YES

We show the termination of R/S, where R is

  p(s(x)) -> x
  fac(0) -> s(0)
  fac(s(x)) -> times(s(x),fac(p(s(x))))

and S is:

  rand(x) -> x
  rand(x) -> rand(s(x))

Since R almost dominates S and S is non-duplicating,
it is enough to show finiteness of (P, Q).
Here P consists of the dependency pairs

  fac#(s(x)) -> fac#(p(s(x)))
  fac#(s(x)) -> p#(s(x))

and Q consists of the rules:

  p(s(x)) -> x
  fac(0) -> s(0)
  fac(s(x)) -> times(s(x),fac(p(s(x))))
  rand(x) -> x
  rand(x) -> rand(s(x))

The weakly monotone algebra (N^3, >_lex) with

  fac#_A((x1,y1,z1)) = (1, 0, 0)
  s_A((x1,y1,z1)) = (x1, y1, z1 + 1)
  p_A((x1,y1,z1)) = (x1, y1 + 1, 2)
  p#_A((x1,y1,z1)) = (0, 0, 0)
  fac_A((x1,y1,z1)) = (x1 + 1, 1, 1)
  0_A = (1, 2, 1)
  times_A((x1,y1,z1),(x2,y2,z2)) = (x2, 0, 0)
  rand_A((x1,y1,z1)) = (x1 + 1, y1 + 1, 0)

# DATA LINES:
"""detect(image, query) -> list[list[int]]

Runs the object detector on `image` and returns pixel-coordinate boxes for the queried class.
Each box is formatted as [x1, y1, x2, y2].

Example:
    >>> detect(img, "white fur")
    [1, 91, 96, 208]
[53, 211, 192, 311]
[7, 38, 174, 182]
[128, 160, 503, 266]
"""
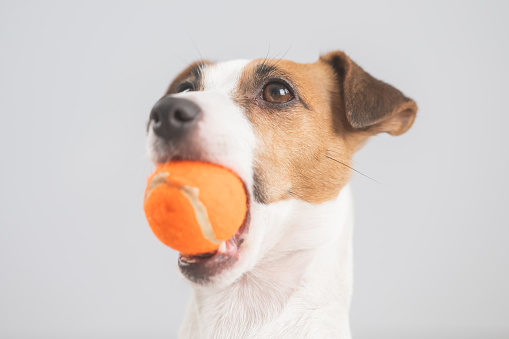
[179, 186, 353, 338]
[148, 60, 352, 338]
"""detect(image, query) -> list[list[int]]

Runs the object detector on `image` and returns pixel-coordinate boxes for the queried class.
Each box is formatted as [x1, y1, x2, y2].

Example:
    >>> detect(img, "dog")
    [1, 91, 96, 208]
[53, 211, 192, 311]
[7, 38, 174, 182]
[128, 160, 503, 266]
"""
[147, 51, 417, 338]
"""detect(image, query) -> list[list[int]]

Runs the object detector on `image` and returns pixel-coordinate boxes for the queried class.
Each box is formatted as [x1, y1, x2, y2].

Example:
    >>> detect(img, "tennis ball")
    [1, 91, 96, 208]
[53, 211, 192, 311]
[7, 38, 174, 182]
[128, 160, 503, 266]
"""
[144, 161, 247, 255]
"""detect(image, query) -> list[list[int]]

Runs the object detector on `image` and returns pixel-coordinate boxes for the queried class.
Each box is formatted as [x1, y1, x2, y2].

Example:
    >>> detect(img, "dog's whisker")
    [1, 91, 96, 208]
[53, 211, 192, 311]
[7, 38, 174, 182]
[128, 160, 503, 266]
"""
[288, 190, 316, 207]
[185, 32, 205, 64]
[270, 42, 292, 67]
[325, 155, 383, 185]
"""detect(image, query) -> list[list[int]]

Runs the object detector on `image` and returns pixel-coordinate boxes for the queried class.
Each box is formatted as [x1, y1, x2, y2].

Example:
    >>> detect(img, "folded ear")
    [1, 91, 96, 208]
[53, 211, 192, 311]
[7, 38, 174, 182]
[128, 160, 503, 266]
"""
[320, 51, 417, 135]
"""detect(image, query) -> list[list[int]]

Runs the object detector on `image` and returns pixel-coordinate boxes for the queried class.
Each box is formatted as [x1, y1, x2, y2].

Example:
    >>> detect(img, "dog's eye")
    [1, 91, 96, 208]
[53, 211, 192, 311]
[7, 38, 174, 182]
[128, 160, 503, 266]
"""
[177, 81, 194, 93]
[262, 82, 293, 104]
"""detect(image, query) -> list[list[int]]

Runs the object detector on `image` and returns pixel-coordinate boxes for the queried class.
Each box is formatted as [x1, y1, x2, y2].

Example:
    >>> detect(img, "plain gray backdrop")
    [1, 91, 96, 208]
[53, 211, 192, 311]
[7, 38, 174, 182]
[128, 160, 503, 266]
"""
[0, 1, 509, 339]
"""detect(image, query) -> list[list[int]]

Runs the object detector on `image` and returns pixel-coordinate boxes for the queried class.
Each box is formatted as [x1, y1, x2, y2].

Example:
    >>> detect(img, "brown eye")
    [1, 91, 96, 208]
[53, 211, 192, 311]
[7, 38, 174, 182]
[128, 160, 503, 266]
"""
[263, 82, 293, 104]
[177, 81, 194, 93]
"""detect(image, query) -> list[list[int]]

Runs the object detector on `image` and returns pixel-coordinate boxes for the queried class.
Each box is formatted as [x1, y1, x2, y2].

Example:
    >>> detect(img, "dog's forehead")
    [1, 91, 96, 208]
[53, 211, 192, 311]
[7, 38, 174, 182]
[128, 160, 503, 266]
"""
[203, 60, 250, 95]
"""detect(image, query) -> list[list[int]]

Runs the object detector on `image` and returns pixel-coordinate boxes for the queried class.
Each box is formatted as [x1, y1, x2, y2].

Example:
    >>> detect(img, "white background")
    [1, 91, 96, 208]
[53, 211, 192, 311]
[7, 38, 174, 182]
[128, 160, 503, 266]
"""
[0, 0, 509, 339]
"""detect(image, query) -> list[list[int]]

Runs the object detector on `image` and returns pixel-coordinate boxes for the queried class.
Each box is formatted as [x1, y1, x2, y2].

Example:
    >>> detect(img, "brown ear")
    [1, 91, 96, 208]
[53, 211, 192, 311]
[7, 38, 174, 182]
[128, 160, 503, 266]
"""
[320, 51, 417, 135]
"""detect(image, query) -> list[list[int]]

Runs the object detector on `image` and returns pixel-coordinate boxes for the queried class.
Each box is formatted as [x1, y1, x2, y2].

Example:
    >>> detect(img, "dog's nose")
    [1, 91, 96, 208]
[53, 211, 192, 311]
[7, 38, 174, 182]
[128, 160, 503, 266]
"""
[150, 95, 201, 140]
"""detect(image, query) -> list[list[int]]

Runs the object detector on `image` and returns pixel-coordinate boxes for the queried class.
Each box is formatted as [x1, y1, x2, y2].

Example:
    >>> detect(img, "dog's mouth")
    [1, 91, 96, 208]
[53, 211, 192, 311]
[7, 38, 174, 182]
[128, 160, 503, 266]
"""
[178, 204, 250, 284]
[157, 155, 251, 284]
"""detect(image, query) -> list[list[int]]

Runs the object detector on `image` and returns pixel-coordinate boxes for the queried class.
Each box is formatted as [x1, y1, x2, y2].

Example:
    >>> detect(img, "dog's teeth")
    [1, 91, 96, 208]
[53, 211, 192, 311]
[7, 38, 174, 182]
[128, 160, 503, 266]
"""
[217, 241, 226, 253]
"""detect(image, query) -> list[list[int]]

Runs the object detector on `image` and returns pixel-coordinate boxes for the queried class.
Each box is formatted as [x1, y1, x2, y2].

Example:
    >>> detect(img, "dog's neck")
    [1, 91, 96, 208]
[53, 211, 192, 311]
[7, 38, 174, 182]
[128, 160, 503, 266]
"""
[180, 186, 353, 338]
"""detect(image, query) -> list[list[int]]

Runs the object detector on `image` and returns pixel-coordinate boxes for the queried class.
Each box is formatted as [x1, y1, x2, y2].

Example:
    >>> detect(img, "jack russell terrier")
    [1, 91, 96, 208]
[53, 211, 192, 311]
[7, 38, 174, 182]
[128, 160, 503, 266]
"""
[148, 51, 417, 339]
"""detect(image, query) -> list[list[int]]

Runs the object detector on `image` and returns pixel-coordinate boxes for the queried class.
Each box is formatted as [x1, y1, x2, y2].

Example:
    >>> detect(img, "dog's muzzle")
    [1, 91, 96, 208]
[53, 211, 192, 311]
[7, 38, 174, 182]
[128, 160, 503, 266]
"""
[150, 95, 202, 144]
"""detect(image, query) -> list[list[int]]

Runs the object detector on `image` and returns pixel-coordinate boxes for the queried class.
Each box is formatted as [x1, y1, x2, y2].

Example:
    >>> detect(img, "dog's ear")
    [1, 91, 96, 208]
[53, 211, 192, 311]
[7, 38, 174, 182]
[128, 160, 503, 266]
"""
[320, 51, 417, 135]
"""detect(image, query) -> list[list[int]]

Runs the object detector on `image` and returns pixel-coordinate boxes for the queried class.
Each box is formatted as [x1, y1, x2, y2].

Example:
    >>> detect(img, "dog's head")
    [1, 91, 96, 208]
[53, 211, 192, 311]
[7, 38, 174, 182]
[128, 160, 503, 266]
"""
[148, 51, 417, 286]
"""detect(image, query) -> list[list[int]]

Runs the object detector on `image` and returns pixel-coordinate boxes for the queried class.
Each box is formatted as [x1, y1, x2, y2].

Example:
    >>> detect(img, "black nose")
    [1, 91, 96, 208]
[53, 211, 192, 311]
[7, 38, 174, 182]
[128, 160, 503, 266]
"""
[150, 95, 201, 140]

# STATED EXERCISE A:
Answer these questions about the termination proof for R/S, one per line:
(i) Which two dependency pairs make up P?
(ii) Which two conditions are given as the reason it is enough to show finiteness of (P, Q)?
(iii) What value does the weakly monotone algebra assign to 0_A?
# STATED EXERCISE B:
Continue the termination proof for R/S from the point where it stops.

# RIGHT ANSWER A:
(i) fac#(s(x)) -> fac#(p(s(x))) and fac#(s(x)) -> p#(s(x))
(ii) R almost dominates S, and S is non-duplicating.
(iii) (1, 2, 1)

# RIGHT ANSWER B:
strictly orients the following dependency pairs:

  fac#(s(x)) -> p#(s(x))

We remove them from the set of dependency pairs.

The weakly monotone algebra (N^3, >_lex) with

  fac#_A((x1,y1,z1)) = (x1, y1, z1)
  s_A((x1,y1,z1)) = (x1, y1 + 1, 2)
  p_A((x1,y1,z1)) = (x1, y1, 1)
  fac_A((x1,y1,z1)) = (x1 + 1, y1 + 2, 2)
  0_A = (1, 1, 0)
  times_A((x1,y1,z1),(x2,y2,z2)) = (x1, 4, 3)
  rand_A((x1,y1,z1)) = (x1 + 1, 1, 0)

strictly orients the following dependency pairs:

  fac#(s(x)) -> fac#(p(s(x)))

We remove them from the set of dependency pairs.

No dependency pair remains.